Begin Stored data
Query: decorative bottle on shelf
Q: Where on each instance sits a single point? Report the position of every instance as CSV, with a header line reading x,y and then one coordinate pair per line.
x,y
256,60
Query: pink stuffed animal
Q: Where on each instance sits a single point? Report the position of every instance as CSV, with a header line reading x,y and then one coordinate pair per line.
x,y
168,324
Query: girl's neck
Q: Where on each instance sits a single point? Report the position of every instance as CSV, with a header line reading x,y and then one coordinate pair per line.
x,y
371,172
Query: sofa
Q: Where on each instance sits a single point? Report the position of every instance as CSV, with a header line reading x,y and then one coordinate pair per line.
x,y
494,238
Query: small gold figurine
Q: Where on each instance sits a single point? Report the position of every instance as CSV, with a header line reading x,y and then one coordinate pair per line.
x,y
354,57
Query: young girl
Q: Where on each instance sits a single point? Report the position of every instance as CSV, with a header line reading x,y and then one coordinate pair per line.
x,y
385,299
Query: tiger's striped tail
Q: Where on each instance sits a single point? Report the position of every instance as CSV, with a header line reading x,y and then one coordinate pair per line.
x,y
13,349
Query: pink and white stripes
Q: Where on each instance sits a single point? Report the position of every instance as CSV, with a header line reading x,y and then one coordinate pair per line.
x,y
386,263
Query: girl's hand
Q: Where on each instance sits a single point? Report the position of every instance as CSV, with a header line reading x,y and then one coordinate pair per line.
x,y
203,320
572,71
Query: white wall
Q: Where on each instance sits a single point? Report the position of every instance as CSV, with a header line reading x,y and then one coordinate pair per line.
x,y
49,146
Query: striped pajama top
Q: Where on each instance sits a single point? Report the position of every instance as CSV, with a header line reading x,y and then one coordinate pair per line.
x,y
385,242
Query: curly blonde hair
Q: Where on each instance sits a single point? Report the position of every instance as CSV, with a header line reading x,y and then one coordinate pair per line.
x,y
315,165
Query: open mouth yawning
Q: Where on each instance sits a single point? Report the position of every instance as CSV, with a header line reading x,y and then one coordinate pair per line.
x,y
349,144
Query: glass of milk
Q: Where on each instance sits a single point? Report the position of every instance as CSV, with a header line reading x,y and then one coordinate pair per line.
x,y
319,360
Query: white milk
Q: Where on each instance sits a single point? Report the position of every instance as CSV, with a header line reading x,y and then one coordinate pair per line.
End Stored data
▶ **Prompt**
Output every line of the material above again, with no character changed.

▶ **Written answer**
Query: decorative bottle on shelf
Q: Where on each instance sits a single point? Report the position of every instance as CSV, with a header line reading x,y and then one coordinate pair per line.
x,y
256,60
Query: pink stuffed animal
Q: Where on each instance sits a single point? Report the position of every instance as CSV, with a header line reading x,y and then one coordinate pair per line.
x,y
168,324
Query: girl's neck
Q: Where on each instance sits a single point? Report the position of every instance as CSV, with a header line reading x,y and then one coordinate pair per line.
x,y
371,172
Query: sofa
Q: Where on each instance sits a single point? Report the position of every instance as CSV, with a header line reading x,y and then one coordinate pair per line.
x,y
494,238
Query: small gold figurine
Q: Where on each instance sits a single point? Report the position of every instance as CSV, with a header line reading x,y and then one coordinate pair per line.
x,y
354,57
Query: young girl
Q: Where on each instance sits a single point? Report the position of every instance as CSV, with a header line reading x,y and then one coordinate pair per line.
x,y
385,299
Query: tiger's striped tail
Q: Where on each instance sits a single point? Report the position of every instance as CSV, with a header line reading x,y and then one coordinate pair per line.
x,y
13,349
Query: pink and white stripes
Q: Where on each instance sits a single point? Report the position of every instance as CSV, with a header line reading x,y and then one coordinate pair per line.
x,y
386,263
Query: girl's hand
Q: Where on each instance sits a single point? Report the position of every instance as CSV, with a header line reading x,y and then one coordinate pair per line.
x,y
203,320
572,71
Query: white wall
Q: Where on each instance sits a single point? Report the position of every instance as CSV, with a header line reading x,y and then one coordinate pair per line.
x,y
49,146
Query: striped pajama top
Q: Where on each instance sits a single point? Report the position of every instance as CSV, with a header line reading x,y and then one coordinate pair per line.
x,y
385,242
Query: curly blonde hair
Q: Where on each instance sits a single point? Report the position of every instance as CSV, with a header line reading x,y and then one coordinate pair per line.
x,y
315,165
Query: open mouth yawning
Q: Where on each instance sits a single point? Report the position of every instance as CSV, with a header line reading x,y and then one coordinate pair per line.
x,y
349,144
Query: glass of milk
Q: Where on each instance sits a single point? Report the position of every instance as CSV, with a header line reading x,y and then one coordinate pair per line.
x,y
319,360
Query: white milk
Q: Where on each instance sits a single point? Report the position of every instance as CSV, with a header line reading x,y and then one coordinate pair per line.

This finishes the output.